(抜粋):
------------------------------------------------

ヤーサス! ティ、カネテ?(ギリシャ語でご機嫌いかが?)
前回に引き続き、またもや崖の美しいところに来てしまいました。人生崖っぷち女子・旅人マリーシャです。
ギリシャを締めくくるのは、ミュージカル映画「マンマ・ミーア!」の舞台にもなったエーゲ海に浮かぶサントリーニ島!
島全体が火山であるサントリーニ島は、かつての大爆発で形成されたカルデラ地形に青いドーム屋根の教会や白い壁の建物が並ぶ。その美しさは世界一とも言われています。
私がサントリーニ島の空港に到着したのは夜。まずは、宿にチェックインしようとバスで中心街「フィラ」に向かった。
予約していた宿の近くに着いたが、それらしい建物も看板も見つからない。宿の地図は曖昧(あいまい)だし、住所はおおざっぱで番地がない。困ったな。
私はとりあえず、その周辺を探そうと人気のない薄暗い小道に入った。迷路のような細い道が続き同じような建物や道をグルグルグルグル…。ああ、サントリーニ・ラビリンス。

------------------------------------------------

(元のエントリー):
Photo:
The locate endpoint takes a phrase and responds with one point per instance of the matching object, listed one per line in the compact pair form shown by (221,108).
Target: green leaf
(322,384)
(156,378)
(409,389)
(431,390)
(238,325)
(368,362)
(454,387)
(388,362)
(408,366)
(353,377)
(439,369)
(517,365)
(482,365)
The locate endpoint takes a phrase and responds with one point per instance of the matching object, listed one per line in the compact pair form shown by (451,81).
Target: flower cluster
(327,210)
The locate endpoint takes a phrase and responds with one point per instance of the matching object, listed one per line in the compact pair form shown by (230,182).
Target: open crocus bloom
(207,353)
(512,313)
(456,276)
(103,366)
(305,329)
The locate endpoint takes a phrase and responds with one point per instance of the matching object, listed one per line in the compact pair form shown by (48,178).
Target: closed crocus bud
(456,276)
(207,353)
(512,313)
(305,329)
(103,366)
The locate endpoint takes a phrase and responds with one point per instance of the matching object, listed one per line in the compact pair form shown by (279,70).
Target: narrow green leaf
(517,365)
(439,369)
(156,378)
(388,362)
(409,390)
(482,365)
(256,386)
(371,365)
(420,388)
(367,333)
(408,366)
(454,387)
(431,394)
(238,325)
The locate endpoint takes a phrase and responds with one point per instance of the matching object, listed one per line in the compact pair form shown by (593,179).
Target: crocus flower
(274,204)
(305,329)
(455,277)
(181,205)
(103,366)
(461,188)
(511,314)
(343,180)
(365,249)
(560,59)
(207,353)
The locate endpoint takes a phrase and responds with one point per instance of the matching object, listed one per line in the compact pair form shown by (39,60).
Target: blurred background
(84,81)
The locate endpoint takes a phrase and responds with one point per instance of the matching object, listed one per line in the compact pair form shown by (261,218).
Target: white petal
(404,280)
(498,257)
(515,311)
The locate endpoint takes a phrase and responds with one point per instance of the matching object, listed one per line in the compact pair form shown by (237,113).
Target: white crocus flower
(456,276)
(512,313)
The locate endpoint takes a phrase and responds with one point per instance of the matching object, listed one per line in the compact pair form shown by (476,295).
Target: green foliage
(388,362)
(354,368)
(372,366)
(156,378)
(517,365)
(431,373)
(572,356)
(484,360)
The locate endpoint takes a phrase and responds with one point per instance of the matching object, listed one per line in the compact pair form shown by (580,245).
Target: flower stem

------------------------------------------------

(練習課題 A): エントリーの「shown by (39,60).」を含む行から始め、エントリーの最終行で終えて、その間の行を両端も含めて番号付きリストにすること。空行は入れない。
(練習課題 B): サントリーニ島の旅行記を、最後の文の後から書き継ぐこと。
旅行記とエントリーは互いに関係がない。

(最終解答 A):
1. The locate endpoint takes a phrase and responds with one point per instance of the matching object, listed one per line in the compact pair form shown by (39,60).
2. Target: blurred background
3. (84,81)
4. The locate endpoint takes a phrase and responds with one point per instance of the matching object, listed one per line in the compact pair form shown by (261,218).
5. Target: white petal
6. (404,280)
7. (498,257)
8. (515,311)
9. The locate endpoint takes a phrase and responds with one point per instance of the matching object, listed one per line in the compact pair form shown by (237,113).
10. Target: white crocus flower
11. (456,276)
12. (512,313)
13. The locate endpoint takes a phrase and responds with one point per instance of the matching object, listed one per line in the compact pair form shown by (476,295).
14. Target: green foliage
15. (388,362)
16. (354,368)
17. (372,366)
18. (156,378)
19. (517,365)
20. (431,373)
21. (572,356)
22. (484,360)
23. The locate endpoint takes a phrase and responds with one point per instance of the matching object, listed one per line in the compact pair form shown by (580,245).
24. Target: flower stem

(最終解答 B):
まるで物語やゲームの中に迷い込んでしまったみたいで気分はワクワク。だけど、バックパックを背負ったままの急勾配な坂道や階段で膝はガクガク。
もう限界…。と心が折れそうになった時、とある家のドアの隙間から人々が団らんする姿が見えた。きっとこれは宿だ! 私は、すかさずドアを叩いた。
「ヤ、ヤーサス…」
すると、中から少しビックリした様子の家族が出てきた。普通の家だったのだ。怪しいアジア人が突然すみません。
結局、その家族が事情を聞いてくれ、宿に電話をかけてくれた。しばらく待つと迎えが来て、やっとこチェックイン。宿は他のホテルの敷地内みたいな所にあった。こりゃわからんわ(笑)。
普段から迷う人が多いのか、宿のママは慣れたような様子。それに島人だからなのかギリシャ人だからなのか、とにかくのんびりしてる。
私はハードな宿探しで翌日、筋肉痛。マンマミーア(なんてこった!)です。
見渡す限り青と白!
オフシーズンで大半のお店が閉まってるというのにさすがサントリーニ島、朝になると街は観光客で賑(にぎ)わっていた。西洋人や韓国人、そして特に多いのが中国人。飲食店には英語とギリシャ語の他に堂々と中国語が書かれていたりした。ギリシャでも“爆買い”は行なわれているのだろうか?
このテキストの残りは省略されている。